> _WORK INSTRUCTIONS_:
Reproduce verbatim every line of the records below, starting at the line that contains "For every instance of the red" and running through the final line of the records, with both ends included.
────────────────
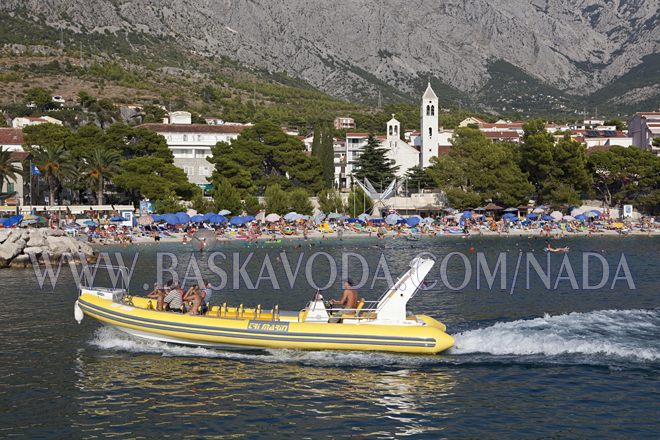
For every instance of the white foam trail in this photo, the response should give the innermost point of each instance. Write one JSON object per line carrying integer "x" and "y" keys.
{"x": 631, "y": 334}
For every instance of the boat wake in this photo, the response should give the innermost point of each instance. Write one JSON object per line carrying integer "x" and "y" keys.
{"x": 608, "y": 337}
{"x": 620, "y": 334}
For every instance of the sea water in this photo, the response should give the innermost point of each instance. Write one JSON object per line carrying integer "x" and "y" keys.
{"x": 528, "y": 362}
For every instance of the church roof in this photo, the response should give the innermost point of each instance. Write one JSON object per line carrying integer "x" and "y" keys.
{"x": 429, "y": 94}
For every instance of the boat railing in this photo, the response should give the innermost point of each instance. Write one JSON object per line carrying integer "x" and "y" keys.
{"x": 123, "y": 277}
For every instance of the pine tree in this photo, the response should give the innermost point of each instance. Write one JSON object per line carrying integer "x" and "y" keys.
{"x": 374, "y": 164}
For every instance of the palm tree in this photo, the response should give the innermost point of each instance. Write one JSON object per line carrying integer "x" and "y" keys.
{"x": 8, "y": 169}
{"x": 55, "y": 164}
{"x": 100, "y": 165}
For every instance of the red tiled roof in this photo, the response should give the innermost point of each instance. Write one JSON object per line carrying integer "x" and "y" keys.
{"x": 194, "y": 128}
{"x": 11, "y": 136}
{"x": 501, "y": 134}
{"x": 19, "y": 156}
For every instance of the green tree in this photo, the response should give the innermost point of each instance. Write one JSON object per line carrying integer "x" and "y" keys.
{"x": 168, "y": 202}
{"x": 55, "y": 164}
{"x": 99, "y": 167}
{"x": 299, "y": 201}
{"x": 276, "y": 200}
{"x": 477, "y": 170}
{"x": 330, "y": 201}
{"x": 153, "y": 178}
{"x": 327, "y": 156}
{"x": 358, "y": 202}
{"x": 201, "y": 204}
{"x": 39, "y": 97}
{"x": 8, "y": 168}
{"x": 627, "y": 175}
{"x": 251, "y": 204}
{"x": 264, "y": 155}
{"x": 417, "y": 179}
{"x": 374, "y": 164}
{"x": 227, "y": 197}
────────────────
> _PROBLEM SOLUTION_:
For every instance of the red tiled roof in this photo, the response should give the innermost point of each instance. Write one JSON object per line carrying integer "x" and "y" keys.
{"x": 194, "y": 128}
{"x": 11, "y": 136}
{"x": 501, "y": 134}
{"x": 19, "y": 156}
For every instance of the green tree in this photo, the response should give the innermost point of each instance. Write one JSON object per line carrying integer "x" and "y" keys.
{"x": 168, "y": 202}
{"x": 55, "y": 164}
{"x": 99, "y": 167}
{"x": 299, "y": 201}
{"x": 276, "y": 200}
{"x": 477, "y": 170}
{"x": 330, "y": 201}
{"x": 153, "y": 178}
{"x": 327, "y": 156}
{"x": 358, "y": 202}
{"x": 201, "y": 204}
{"x": 39, "y": 97}
{"x": 8, "y": 168}
{"x": 627, "y": 175}
{"x": 251, "y": 204}
{"x": 264, "y": 155}
{"x": 417, "y": 179}
{"x": 374, "y": 164}
{"x": 227, "y": 197}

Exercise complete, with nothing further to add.